The regulatory scrutiny has morphed into a permanent reality in the crypto space. This much had become clear in early 2018. Regulators from all corners of the globe are looking to fit the crypto phenomenon into some regulatory rules or framework. The main question however is to discern what crypto assets are? And whether crypto assets are securities? If they are, then the relevant law must be applied.

In the US, Securities and Exchange Commission (SEC) had announced that all crypto assets are investment contracts or – securities. This later corrected that all, except for Bitcoin and Ethereum (in its present stage) are to be deemed securities. 1https://coincenter.org/ files/2019-03/clayton-token-response.pdf

The reality is the American legal system largely still relies on the 86 year old Securities Act, with exceptions made available with enacting the JOBS Act in 2012. And within this amendment, there is a place for security tokens to be issued as well. Small issuances of up to USD 1m can be effected as crowdfunding projects. Larger deals can be done as private placements or public offerings limited to accredited (professional or high net worth) investors. Either way, the registration of the issuing security is mandatory. It is likely that the Securities Act may see a major revamp to exclude most cryptocurrencies from the scope of federal securities law. 2https://cryptovest.com/news/bipartisan-bill-proposes-to-exclude-crypto-from-us-securities-law/ In the meantime, the most recent discussion identifies guidelines on how to assess if the publicly offered or sold digital asset is an investment contract and therefore a security. 3https://www.sec.gov/files/dlt-framework.pdf

In Europe, on the other hand, the European Securities and Markets Authority (ESMA) has called to extend Europe’s revised Markets in Financial Instruments Directive (MIFID II) to include cryptocurrency products such as initial coin offerings with securities features among transferable securities or other types of financial instruments. 4https://www.esma.europa.eu/press-news/esma-news/crypto-assets-need-common-eu-wide-approach-ensure-investor-protection European Prospectus Regulations will apply in full from 21 July 2019 and replace the current directive. Under the Regulation each EU member state will be able to set its own limit between 1 and 8 million EUR when the mandatory prospectus requirement applies.

On the brink of Brexit, the UK’s Financial Conduct Authority (FCA) published an extensive consultation paper on the classification and regulation of crypto assets. 5https://www.fca.org.uk/publication/consultation/cp19-03.pdf The paper seeks to provide regulatory clarity for firms and consumers, when certain activities around “cryptoassets” or tokens themselves fall within the FCA’s regulatory perimeter. The FCA reminds that the breach of authorisation regime is a criminal offence and carries a maximum penalty of 2 years imprisonment or an unlimited fine, or both. Following the consultation period, FCA intends to publish the final Policy Statement in relation to cryptoassets by summer 2019.

Other pioneering jurisdictions, such as Switzerland, Malta, Estonia, Lithuania, Liechtenstein have reviewed the types of crypto assets and proposed a classification thereof.

All the above mentioned jurisdictions offer more-or-less similar classification of tokens. Largely separating tree or four types. It is a matter of not so distant future, when every national regulatory body will be compelled to put out their opinion or guidelines on the subject.

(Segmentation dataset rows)
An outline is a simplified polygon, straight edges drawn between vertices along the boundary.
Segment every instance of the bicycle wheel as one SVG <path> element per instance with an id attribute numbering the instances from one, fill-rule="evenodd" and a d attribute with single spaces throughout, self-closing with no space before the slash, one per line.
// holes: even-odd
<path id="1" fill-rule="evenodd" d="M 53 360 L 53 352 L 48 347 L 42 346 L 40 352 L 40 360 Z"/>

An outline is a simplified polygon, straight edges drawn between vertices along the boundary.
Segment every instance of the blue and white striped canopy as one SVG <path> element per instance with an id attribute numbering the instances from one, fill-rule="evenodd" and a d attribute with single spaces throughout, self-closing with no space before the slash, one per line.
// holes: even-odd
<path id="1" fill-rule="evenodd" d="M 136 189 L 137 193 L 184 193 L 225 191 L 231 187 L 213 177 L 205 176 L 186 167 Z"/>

Work to complete
According to the text on crypto asset regulation above, what is the maximum penalty the FCA cites for a breach of the authorisation regime?

Solution
Two years' imprisonment, an unlimited fine, or both.